======== Given records
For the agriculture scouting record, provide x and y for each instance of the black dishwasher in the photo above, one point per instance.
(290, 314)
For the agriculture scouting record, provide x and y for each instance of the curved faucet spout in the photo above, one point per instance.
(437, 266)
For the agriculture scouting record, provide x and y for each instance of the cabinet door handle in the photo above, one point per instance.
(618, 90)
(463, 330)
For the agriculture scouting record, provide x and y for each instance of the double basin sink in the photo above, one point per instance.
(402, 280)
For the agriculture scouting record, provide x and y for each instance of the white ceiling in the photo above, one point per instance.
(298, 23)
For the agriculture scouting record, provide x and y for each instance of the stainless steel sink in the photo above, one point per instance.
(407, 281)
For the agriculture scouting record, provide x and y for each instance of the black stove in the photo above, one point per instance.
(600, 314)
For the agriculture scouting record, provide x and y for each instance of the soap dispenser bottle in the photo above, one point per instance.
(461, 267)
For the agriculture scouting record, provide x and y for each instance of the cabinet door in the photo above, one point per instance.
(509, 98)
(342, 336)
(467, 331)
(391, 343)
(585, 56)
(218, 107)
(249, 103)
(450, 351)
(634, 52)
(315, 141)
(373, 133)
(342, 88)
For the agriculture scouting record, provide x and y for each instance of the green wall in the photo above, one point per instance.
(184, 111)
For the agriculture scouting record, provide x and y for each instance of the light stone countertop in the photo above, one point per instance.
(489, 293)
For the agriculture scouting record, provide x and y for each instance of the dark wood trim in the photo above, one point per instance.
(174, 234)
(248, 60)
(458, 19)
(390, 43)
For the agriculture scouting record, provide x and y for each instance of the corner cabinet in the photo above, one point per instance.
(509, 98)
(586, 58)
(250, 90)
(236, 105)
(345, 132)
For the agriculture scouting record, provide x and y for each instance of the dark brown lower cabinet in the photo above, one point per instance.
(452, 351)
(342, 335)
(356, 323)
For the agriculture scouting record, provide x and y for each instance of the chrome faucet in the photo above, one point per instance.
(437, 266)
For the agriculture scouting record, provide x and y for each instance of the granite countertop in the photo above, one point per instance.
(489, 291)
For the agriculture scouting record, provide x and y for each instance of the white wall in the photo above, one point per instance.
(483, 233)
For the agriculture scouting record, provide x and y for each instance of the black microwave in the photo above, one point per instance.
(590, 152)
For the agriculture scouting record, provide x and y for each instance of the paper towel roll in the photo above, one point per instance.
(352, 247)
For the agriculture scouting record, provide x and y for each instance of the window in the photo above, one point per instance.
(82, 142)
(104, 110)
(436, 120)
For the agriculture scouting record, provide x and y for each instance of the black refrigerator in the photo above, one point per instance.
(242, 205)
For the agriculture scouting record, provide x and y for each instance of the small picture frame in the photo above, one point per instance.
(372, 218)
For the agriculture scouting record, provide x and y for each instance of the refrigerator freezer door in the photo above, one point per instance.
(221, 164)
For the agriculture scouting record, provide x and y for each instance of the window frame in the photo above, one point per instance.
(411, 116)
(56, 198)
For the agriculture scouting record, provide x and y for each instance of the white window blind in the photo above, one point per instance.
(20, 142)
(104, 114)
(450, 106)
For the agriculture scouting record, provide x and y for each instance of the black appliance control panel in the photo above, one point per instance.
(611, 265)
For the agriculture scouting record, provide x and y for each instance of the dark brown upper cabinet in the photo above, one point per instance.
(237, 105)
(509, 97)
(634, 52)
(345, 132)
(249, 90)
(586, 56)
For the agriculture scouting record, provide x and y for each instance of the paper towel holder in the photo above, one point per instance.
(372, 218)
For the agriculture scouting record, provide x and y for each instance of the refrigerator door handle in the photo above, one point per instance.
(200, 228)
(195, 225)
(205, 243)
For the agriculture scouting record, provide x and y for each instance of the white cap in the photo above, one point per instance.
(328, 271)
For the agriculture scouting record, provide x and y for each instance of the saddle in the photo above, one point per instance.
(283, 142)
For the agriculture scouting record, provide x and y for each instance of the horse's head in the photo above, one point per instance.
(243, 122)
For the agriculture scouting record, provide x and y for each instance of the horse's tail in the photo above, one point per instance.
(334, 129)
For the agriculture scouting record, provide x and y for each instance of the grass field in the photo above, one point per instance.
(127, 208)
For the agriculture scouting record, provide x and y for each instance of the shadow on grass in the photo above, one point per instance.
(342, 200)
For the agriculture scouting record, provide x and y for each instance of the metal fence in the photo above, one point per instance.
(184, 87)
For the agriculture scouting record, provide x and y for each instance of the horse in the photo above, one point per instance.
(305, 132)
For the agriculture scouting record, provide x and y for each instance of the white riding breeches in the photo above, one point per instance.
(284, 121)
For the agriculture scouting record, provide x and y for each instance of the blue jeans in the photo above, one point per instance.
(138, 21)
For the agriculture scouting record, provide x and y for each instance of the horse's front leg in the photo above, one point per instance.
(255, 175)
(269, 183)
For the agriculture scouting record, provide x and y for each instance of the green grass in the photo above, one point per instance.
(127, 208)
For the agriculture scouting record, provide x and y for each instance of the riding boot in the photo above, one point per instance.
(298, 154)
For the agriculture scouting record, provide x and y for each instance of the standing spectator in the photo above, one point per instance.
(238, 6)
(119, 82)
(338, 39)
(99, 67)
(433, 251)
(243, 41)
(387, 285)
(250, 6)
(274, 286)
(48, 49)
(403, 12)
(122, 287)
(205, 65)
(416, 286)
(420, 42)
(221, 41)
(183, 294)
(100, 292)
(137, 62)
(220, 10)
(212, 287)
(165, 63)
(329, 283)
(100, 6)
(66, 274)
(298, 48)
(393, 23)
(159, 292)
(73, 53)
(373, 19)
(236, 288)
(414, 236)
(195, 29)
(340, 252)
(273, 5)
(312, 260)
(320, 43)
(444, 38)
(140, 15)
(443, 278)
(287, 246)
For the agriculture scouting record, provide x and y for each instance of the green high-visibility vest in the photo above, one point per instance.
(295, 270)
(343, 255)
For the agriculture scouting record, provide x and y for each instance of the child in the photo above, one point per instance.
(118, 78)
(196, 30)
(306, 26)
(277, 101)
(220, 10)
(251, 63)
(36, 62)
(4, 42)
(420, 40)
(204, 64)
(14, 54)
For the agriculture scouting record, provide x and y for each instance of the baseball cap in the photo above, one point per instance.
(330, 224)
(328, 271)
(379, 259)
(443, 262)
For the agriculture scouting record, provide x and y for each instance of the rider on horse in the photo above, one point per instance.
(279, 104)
================
_Task to complete_
Revise every entry above by replacing "agriculture scouting record" with "crop survey log", keeping everything else the same.

_Written solution_
For the crop survey log, provide x and y for each instance of the black dishwasher in the photo above, one point per instance.
(290, 314)
For the crop survey log, provide x and y for each instance of the curved faucet spout in the photo above, one point per instance.
(437, 266)
For the crop survey log, provide x and y for each instance of the cabinet door handle in the photo above, one point per instance.
(618, 90)
(463, 330)
For the crop survey log, provide x and y for each instance of the double basin sink in the photo above, one point per instance.
(402, 280)
For the crop survey log, provide x and y for each instance of the white ceiling in the photo above, one point per instance.
(298, 23)
For the crop survey log, provide x and y for each instance of the stainless steel sink in the photo above, one point per instance.
(407, 281)
For the crop survey log, provide x and y for each instance of the black stove in the photo above, one point per instance.
(600, 314)
For the crop survey log, provide x and y for each instance of the soap dispenser bottle in the photo above, one point per instance.
(461, 267)
For the crop survey log, provide x and y for each instance of the cabinet door in the photo above, one point per instance.
(509, 98)
(342, 336)
(467, 331)
(391, 343)
(585, 56)
(218, 107)
(249, 103)
(450, 351)
(634, 52)
(315, 141)
(373, 133)
(342, 88)
For the crop survey log, provide x and y for each instance of the green wall in the photo above, one point per instance.
(184, 111)
For the crop survey log, provide x and y for each instance of the light stone countertop in the photo above, one point per instance.
(489, 293)
For the crop survey log, provide x and y for each instance of the dark wood trim in the photo above, one point per instance.
(174, 234)
(248, 60)
(458, 19)
(390, 43)
For the crop survey log, provide x and y for each instance of the corner cabinet in the photo above, one point per instance.
(509, 98)
(586, 58)
(250, 90)
(236, 105)
(345, 132)
For the crop survey log, provide x and y for each instance of the dark brown lower cabinet in the photo above, one point per instance.
(452, 351)
(342, 335)
(356, 323)
For the crop survey log, provide x and y for each instance of the chrome faucet in the photo above, one point per instance.
(437, 266)
For the crop survey log, provide x and y for each instance of the granite countertop in the photo above, one point per instance.
(489, 291)
For the crop survey log, provide x and y for each instance of the white wall in the photo above, one point per instance.
(483, 233)
For the crop survey log, provide x and y for each instance of the black microwave in the photo above, one point per instance.
(590, 152)
For the crop survey log, provide x and y for each instance of the paper towel roll in the photo above, one point per instance.
(352, 247)
For the crop survey log, provide x and y for each instance of the window in the photo above, one point per instance.
(82, 142)
(104, 110)
(436, 120)
For the crop survey log, provide x and y for each instance of the black refrigerator in the photo above, one point per instance.
(242, 205)
For the crop survey log, provide x and y for each instance of the small picture frame in the photo above, one point per instance.
(372, 218)
For the crop survey log, provide x and y for each instance of the refrigerator freezer door in the photo above, one point per instance.
(221, 164)
For the crop survey log, provide x and y for each instance of the window frame in the photo above, one point per instance.
(411, 116)
(56, 198)
For the crop survey log, provide x and y for each instance of the white window blind in the photo above, one point per instance.
(20, 142)
(104, 114)
(450, 106)
For the crop survey log, provide x and y for each instance of the black appliance control panel in the photo above, one point per instance.
(611, 265)
For the crop survey log, provide x and y for each instance of the dark brown upper cabinet in the photo above, one point per instance.
(237, 105)
(509, 97)
(634, 52)
(345, 132)
(249, 90)
(586, 56)
For the crop survey log, provide x and y for each instance of the paper towel holder in the photo above, one point per instance.
(372, 218)
For the crop survey log, provide x and y for each instance of the refrigerator door handle in the photo above, one point per instance.
(200, 228)
(195, 225)
(205, 243)
For the crop survey log, provide x and y for each instance of the white cap in the photo above, one point per instance.
(328, 271)
For the crop survey log, provide x and y for each instance of the saddle in the photo above, one point per instance.
(283, 142)
For the crop survey log, provide x and y for each instance of the horse's head in the photo above, one point per instance.
(243, 122)
For the crop survey log, provide x and y for each instance of the horse's tail in the photo above, one point per instance.
(334, 129)
For the crop survey log, provide x and y for each instance of the grass field in the photo above, one point per instance.
(127, 208)
For the crop survey log, provide x and y for each instance of the shadow on grass in the photo above, one point per instance.
(342, 200)
For the crop survey log, provide x and y for each instance of the metal fence in the photo above, one point per instance.
(184, 87)
For the crop survey log, provide x and y for each instance of the horse in the photo above, one point per instance.
(305, 132)
For the crop survey log, provide x and y for each instance of the white riding breeches in the photo above, one point per instance.
(284, 121)
For the crop survey log, provide x and y for each instance of the blue jeans in the photo above, one point per instance.
(138, 21)
For the crop survey log, provide x and y for each instance of the horse's front leg in the photo above, one point per instance.
(255, 175)
(269, 183)
For the crop survey log, provide x and y for each instance of the green grass in the photo above, one point per instance.
(127, 208)
For the crop survey log, provide x and y for each instance of the riding boot in the photo above, one point per instance.
(298, 154)
For the crop survey log, provide x and y for each instance of the standing spectator in the photo above, one point per instance.
(238, 6)
(119, 82)
(338, 39)
(99, 67)
(433, 251)
(243, 41)
(387, 285)
(250, 6)
(274, 286)
(48, 49)
(403, 12)
(122, 287)
(205, 65)
(416, 286)
(420, 42)
(221, 41)
(183, 294)
(100, 292)
(137, 62)
(220, 10)
(212, 287)
(165, 63)
(329, 283)
(100, 6)
(66, 274)
(298, 48)
(393, 23)
(159, 292)
(73, 53)
(373, 19)
(236, 288)
(414, 236)
(195, 29)
(340, 252)
(273, 5)
(312, 260)
(320, 43)
(444, 38)
(140, 15)
(443, 278)
(287, 246)
For the crop survey log, provide x and y for each instance of the green high-visibility vest in the photo above, one point per instance.
(295, 270)
(343, 255)
For the crop survey log, provide x and y for each instance of the child in the photo above, one point per instance.
(118, 78)
(196, 30)
(306, 26)
(277, 101)
(220, 10)
(251, 63)
(36, 62)
(4, 42)
(420, 40)
(204, 64)
(14, 54)
For the crop survey log, provide x and y for each instance of the baseball cap in the photo above, one point per instance.
(330, 224)
(328, 271)
(379, 259)
(443, 262)
For the crop survey log, provide x and y for each instance of the rider on horse in the photo above, one point per instance.
(279, 104)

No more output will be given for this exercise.